### Page
+ + + + + + +
Italian Duet
Barbara Alfano and Elisa Scarpa come from different worlds in the home country. But they strike a common chord when it comes to authenticity in their culinary creations.
Barbara Alfano, blond and soft-spoken, is the owner/chef of a narrow trattoria hidden among big restaurants in Dellagio Town Center on Sand Lake Road. She is from Calabria in southern Italy, an area surrounded by ocean at the toe of the boot. In a languid land of olives, honey and Bergamot oranges, the Calabrese commemorate almost every local food with festivals: swordfish, sausage, pasta, onions, and a celebration of the hot pepper, the Festival Del Peperoncino. Not surprising, then, that Alfano’s restaurant is called Peperoncino.
Dark haired and lean, Elisa Scarpa owns Fatto in Casa, (“homemade”), crafting Italian cookies and cakes for special order in her home kitchen. She grew up outside Turin, in the far northwest, a bustling river city with the Alps for a back yard. The Piedmont region (Piemonte in Italian) is known for deep flavors—truffles, mushrooms, hazelnuts, chocolate and slow cooked meats. If there is an Italian word for the savory taste the Japanese call umami, it originated in Turin.
It would be difficult to get any farther apart and still be in the same country. But these two women share a fierce passion for authentic food and a desire to share it with us. Bringing them together for the first time for a conversation at Alfano’s restaurant made for an opportunity to unite them in their Italian-ness.
“I’ve been in this restaurant for one year,” says Alfano, 30, after an animated welcome to Scarpa in Italian. She came to America in 1999 when her father, a real estate agent, moved to Orlando. Scarpa, 44, started touring the States in the early ’90s during her former career as a professional barefoot water skier (she’s an Italian national champion), moving to the area in 1996. With no formal training, she started her business in 2009, “for fun, almost,” baking and cooking for friends.
“People said I should sell what I make and I thought, can I really do this? And apparently, I can!”
Alfano took the educational route. “I went to the Cordon Bleu. Owning a restaurant is not the same as cooking at home. But I love it. I feel blessed and lucky.’’
The two women say in harmony, “You wake up in the morning—”
“And you do what you love,” Alfano
continues.
“And you think, okay, here we go,” says Scarpa.
Where they go is a reflection of their native land. Scarpa combines sturdy but flaky crust and homemade sweet/tangy apricot marmalade in her crostata di marmellata di albicocche tart, and celebrates the delights of her hometown with brutti e buoni, lumpy little hazelnut meringue cookies that translate as “ugly and good.” The hazelnut, chocolate and honey baci di Alassio cookies are a kiss from the Ligurian coast.
Alfano, in a galley kitchen within easy reach of her diners, conjures up a dish of mare e carciofine, spaghetti with fresh fried sardines and sautéed baby artichokes that is a pure touch of Calabria. What may look like standard lasagna is, under Alfano’s hand, a layered feast of egg pasta, meatballs, spicy sausage, Italian ham, eggs, peas, two cheeses, fresh tomato sauce and béchamel, named after the main street in Naples (Spaccanapoli). For both chefs, what isn’t hand-made or locally sourced is imported from Italy, regardless of price.
+ + + + + + +
### Extracted material
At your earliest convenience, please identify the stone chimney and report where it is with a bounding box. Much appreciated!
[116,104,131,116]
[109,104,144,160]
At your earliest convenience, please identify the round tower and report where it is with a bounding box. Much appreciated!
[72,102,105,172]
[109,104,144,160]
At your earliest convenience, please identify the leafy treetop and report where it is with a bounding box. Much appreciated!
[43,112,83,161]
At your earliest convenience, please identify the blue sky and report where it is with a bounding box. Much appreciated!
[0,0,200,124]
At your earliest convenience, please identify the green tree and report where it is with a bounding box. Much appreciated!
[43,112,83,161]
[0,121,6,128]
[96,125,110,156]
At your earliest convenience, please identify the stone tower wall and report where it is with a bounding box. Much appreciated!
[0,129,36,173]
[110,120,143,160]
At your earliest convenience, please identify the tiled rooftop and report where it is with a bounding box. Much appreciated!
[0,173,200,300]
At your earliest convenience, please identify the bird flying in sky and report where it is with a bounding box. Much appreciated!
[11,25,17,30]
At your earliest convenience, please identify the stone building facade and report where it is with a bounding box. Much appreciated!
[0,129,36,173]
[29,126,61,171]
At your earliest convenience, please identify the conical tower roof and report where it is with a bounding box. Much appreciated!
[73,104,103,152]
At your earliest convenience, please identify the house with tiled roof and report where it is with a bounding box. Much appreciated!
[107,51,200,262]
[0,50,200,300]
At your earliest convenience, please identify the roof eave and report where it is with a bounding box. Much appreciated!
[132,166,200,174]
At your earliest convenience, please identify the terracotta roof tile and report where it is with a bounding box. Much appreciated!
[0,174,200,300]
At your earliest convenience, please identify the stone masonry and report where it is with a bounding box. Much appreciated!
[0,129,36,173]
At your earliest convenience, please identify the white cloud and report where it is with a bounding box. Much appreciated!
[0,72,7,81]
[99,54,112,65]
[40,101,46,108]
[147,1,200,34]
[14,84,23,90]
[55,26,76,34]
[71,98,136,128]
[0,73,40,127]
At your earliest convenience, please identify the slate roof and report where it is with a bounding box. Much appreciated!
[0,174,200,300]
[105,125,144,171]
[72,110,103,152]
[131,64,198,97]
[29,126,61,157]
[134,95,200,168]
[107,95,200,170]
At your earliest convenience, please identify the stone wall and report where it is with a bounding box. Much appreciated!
+ + + + + + +
### Required actions
**1.** Condense the paragraph beginning "Dark haired and lean" in the article on the two Italian chefs into a short bulleted list that keeps its main facts.
**2.** Find each line in the entries that contains the word "tiled", and copy every such line in full.

### Solved tasks
**1.**
- Elisa Scarpa owns Fatto in Casa ("homemade"). She bakes Italian cookies and cakes to special order in her home kitchen.
- She grew up outside Turin, a bustling river city in Italy's far northwest with the Alps for a back yard.
- The Piedmont region (Piemonte) is known for deep flavors: truffles, mushrooms, hazelnuts, chocolate and slow-cooked meats.
- If Italian has a word for the savory taste the Japanese call umami, it originated in Turin.

**2.**
At your earliest convenience, please identify the tiled rooftop and report where it is with a bounding box. Much appreciated!
At your earliest convenience, please identify the house with tiled roof and report where it is with a bounding box. Much appreciated!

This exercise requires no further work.